Exercise description: Filter the data for lines with the word "building" and copy those lines.

Records from a data collection

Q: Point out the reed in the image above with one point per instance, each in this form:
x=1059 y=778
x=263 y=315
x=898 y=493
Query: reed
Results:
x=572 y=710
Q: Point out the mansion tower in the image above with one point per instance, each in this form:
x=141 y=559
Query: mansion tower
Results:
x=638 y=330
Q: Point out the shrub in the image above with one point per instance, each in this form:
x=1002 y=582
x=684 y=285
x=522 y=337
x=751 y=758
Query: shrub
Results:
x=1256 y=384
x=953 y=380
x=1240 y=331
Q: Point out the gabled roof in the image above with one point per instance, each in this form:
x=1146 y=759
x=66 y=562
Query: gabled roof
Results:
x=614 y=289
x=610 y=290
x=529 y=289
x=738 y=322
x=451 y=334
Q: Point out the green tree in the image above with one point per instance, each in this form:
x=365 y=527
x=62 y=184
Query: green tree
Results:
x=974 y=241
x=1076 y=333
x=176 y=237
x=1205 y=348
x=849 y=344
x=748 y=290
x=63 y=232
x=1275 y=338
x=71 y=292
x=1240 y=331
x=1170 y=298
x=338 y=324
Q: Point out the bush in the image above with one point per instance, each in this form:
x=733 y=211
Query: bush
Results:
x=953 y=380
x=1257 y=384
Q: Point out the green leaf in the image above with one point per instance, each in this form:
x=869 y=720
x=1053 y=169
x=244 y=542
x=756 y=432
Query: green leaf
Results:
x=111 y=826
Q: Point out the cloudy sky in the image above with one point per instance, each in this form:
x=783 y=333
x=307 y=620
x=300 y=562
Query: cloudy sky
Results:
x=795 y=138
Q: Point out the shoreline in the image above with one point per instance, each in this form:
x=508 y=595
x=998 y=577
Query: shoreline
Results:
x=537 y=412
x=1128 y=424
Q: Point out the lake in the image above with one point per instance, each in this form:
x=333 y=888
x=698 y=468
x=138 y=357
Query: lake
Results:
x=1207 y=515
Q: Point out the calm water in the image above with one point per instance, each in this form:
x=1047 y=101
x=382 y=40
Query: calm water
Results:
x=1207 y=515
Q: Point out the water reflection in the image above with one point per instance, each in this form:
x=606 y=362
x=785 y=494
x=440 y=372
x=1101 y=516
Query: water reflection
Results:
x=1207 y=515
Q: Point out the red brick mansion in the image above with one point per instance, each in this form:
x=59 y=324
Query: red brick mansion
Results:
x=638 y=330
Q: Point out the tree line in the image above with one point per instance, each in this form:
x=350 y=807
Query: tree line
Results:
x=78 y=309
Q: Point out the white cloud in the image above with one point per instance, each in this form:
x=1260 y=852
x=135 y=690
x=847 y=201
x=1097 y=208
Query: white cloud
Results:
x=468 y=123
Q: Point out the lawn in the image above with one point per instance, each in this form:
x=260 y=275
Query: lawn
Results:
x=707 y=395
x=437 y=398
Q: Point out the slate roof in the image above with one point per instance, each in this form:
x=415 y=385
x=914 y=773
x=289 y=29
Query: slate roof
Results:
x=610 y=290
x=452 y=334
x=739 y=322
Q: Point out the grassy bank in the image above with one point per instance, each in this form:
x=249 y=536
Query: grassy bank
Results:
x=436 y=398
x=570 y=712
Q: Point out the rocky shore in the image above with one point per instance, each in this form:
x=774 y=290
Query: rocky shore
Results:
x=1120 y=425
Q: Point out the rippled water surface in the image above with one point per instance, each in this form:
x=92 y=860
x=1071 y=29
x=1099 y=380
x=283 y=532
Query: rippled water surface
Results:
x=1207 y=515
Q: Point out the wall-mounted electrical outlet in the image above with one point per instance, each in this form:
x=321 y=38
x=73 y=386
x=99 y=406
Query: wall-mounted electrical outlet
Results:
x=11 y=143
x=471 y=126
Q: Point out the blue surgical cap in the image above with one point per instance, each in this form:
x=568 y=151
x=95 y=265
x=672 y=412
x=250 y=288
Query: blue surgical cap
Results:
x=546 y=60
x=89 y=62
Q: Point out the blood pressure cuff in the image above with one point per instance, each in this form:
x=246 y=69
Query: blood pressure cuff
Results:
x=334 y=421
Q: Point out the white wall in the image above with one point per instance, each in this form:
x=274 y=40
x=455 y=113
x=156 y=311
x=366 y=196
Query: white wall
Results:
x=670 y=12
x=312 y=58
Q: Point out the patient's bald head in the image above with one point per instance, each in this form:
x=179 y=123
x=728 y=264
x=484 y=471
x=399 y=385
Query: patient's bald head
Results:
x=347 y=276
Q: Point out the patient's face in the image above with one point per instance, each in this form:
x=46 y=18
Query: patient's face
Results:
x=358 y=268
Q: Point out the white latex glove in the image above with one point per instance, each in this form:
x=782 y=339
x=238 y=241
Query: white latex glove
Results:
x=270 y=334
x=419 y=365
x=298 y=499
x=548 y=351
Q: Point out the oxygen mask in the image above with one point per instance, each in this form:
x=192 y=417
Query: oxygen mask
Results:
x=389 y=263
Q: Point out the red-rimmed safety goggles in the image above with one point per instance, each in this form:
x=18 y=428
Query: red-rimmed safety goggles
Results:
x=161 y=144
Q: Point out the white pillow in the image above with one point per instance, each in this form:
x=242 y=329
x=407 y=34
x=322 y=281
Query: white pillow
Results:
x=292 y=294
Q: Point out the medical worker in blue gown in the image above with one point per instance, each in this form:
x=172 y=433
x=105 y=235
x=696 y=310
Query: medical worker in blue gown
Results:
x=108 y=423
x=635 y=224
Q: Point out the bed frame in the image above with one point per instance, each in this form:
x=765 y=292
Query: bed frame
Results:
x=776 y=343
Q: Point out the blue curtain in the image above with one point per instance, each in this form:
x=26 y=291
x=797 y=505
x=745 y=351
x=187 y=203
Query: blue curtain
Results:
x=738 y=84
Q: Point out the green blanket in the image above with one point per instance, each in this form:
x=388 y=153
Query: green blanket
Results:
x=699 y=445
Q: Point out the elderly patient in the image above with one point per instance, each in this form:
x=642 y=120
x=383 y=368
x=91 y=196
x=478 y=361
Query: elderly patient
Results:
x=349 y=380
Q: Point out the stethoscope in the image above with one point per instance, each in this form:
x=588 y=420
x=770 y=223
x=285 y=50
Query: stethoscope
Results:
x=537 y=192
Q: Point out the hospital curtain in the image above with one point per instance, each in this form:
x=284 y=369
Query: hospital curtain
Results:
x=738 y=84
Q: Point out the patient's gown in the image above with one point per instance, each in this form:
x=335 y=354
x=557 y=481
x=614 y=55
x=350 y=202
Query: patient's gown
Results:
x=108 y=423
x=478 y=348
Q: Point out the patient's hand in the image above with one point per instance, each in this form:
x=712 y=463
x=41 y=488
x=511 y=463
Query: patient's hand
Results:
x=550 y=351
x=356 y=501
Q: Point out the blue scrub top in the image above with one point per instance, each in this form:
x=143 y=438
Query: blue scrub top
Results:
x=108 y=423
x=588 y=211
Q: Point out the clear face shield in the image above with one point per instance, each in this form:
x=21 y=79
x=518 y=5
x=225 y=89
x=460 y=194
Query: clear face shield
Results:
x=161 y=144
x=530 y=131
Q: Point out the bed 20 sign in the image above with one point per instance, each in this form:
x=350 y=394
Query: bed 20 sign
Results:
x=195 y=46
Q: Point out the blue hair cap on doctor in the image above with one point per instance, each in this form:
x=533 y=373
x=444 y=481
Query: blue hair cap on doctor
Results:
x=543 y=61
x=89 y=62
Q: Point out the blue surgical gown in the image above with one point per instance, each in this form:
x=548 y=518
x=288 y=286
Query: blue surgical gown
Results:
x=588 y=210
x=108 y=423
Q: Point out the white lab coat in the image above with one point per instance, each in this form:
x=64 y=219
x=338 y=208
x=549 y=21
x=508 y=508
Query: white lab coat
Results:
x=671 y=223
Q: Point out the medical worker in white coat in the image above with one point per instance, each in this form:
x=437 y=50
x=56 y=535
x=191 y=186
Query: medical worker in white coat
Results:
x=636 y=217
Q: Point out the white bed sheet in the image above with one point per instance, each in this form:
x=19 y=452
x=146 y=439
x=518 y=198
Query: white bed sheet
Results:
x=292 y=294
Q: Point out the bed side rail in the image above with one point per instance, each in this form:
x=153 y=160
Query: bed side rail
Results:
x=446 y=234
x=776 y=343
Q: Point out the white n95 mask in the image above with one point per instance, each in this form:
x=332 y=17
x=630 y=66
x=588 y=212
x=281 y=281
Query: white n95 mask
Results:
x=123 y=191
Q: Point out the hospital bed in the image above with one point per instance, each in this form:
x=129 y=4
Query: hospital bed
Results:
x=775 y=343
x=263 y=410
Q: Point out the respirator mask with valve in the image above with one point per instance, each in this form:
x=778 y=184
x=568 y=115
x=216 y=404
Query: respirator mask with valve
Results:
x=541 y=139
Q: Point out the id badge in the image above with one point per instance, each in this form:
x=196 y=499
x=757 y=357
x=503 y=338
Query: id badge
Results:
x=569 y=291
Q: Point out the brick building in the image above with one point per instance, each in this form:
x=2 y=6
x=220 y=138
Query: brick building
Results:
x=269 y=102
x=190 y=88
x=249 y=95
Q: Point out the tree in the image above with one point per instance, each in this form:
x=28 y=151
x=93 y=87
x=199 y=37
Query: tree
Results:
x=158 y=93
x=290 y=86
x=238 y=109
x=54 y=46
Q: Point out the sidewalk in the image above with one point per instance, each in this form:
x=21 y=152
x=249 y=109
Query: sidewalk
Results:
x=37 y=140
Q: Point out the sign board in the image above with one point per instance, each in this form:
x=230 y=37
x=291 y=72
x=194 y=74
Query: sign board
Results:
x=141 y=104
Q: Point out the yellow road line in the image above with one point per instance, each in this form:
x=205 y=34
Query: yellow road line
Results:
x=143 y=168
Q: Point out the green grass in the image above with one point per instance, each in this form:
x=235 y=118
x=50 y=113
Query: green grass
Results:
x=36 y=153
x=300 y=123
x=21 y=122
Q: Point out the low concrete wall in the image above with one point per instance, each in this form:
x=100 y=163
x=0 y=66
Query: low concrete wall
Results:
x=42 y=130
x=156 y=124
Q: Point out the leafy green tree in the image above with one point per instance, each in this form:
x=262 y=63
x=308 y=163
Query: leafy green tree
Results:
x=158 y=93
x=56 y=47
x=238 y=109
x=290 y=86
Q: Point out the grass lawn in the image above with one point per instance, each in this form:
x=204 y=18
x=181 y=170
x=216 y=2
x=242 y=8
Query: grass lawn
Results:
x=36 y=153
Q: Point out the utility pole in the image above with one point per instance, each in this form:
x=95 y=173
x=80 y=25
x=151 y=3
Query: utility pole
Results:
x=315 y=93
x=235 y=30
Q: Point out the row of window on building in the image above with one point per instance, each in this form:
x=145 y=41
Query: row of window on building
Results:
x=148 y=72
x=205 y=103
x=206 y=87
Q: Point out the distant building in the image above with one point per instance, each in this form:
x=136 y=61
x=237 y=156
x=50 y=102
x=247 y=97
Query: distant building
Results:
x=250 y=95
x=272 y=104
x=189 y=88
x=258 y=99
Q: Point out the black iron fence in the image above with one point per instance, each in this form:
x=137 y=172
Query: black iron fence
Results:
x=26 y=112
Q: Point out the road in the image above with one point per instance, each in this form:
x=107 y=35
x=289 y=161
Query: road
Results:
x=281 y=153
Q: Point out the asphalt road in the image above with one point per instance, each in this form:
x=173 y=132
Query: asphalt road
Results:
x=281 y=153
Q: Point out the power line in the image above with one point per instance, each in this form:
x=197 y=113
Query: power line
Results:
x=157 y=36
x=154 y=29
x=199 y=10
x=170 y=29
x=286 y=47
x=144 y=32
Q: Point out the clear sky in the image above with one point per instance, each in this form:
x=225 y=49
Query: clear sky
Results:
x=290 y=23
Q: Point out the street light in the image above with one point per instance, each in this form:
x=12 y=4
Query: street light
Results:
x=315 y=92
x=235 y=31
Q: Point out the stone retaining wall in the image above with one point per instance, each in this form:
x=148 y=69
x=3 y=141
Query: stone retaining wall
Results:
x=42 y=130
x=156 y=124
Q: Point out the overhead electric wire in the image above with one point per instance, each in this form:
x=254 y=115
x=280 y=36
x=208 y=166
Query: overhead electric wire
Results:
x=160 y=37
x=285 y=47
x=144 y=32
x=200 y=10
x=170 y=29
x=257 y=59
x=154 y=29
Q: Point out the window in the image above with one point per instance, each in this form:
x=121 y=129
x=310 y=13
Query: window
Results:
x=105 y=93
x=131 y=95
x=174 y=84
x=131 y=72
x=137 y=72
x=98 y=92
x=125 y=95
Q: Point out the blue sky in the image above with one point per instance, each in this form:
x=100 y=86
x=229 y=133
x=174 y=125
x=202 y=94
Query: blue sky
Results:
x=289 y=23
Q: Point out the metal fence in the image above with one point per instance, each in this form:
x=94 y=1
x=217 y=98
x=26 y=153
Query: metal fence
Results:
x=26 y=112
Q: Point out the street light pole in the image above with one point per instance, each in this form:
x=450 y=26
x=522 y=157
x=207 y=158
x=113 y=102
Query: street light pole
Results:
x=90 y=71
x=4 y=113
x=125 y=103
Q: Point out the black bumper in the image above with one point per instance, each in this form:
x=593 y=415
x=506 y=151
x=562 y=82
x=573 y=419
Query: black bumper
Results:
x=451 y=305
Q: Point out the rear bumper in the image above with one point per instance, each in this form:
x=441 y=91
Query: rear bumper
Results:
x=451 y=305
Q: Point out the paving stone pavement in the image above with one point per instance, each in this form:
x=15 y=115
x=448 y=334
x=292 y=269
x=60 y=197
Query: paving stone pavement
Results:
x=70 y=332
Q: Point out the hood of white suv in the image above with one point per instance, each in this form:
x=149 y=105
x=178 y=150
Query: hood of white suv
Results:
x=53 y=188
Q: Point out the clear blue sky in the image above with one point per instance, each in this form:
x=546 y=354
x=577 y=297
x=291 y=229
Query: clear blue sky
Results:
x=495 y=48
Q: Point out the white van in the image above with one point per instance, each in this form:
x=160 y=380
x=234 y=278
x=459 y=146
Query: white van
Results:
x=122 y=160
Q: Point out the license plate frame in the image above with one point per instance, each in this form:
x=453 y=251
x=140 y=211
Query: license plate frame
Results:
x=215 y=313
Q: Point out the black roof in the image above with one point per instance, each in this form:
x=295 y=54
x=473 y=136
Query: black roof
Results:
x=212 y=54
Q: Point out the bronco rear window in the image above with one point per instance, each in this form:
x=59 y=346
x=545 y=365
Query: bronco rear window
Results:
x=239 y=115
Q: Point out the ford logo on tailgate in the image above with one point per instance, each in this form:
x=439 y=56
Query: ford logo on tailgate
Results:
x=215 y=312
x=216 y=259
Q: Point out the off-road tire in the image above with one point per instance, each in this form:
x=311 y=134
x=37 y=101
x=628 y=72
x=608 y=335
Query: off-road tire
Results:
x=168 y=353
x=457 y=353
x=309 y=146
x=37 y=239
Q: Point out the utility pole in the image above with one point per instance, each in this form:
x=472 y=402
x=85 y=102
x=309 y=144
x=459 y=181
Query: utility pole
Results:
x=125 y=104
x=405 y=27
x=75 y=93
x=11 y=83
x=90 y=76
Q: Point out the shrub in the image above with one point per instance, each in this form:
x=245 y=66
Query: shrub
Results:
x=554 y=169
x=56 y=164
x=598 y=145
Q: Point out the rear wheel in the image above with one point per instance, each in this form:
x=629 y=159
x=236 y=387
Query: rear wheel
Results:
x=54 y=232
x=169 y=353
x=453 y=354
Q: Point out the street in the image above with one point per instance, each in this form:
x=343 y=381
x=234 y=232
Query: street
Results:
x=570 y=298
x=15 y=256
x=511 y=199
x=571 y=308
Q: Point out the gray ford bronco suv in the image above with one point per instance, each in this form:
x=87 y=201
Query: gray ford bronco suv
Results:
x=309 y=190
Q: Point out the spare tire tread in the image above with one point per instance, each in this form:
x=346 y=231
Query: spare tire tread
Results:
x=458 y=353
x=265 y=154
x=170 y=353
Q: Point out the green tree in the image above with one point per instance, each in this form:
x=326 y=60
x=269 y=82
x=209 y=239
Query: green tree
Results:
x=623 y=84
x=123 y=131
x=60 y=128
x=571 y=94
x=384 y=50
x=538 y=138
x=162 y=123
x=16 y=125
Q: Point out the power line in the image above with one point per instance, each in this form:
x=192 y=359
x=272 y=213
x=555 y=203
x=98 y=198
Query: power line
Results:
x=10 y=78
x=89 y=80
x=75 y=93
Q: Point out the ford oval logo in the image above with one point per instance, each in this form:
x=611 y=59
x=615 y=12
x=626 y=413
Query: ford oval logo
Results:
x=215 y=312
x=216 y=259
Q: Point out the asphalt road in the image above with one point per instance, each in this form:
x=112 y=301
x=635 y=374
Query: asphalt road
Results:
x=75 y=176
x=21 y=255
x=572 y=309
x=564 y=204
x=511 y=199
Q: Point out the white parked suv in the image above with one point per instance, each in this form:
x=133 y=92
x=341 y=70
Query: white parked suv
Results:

Answer to the exercise:
Q: Point out the brick building in the image above with one point per instance, each in this form:
Query: brick building
Q: Point out the row of window on building in the image above with one point per instance, each in this form:
Query: row of window on building
Q: Point out the distant building in the image above with one point per instance, each in this form:
Query: distant building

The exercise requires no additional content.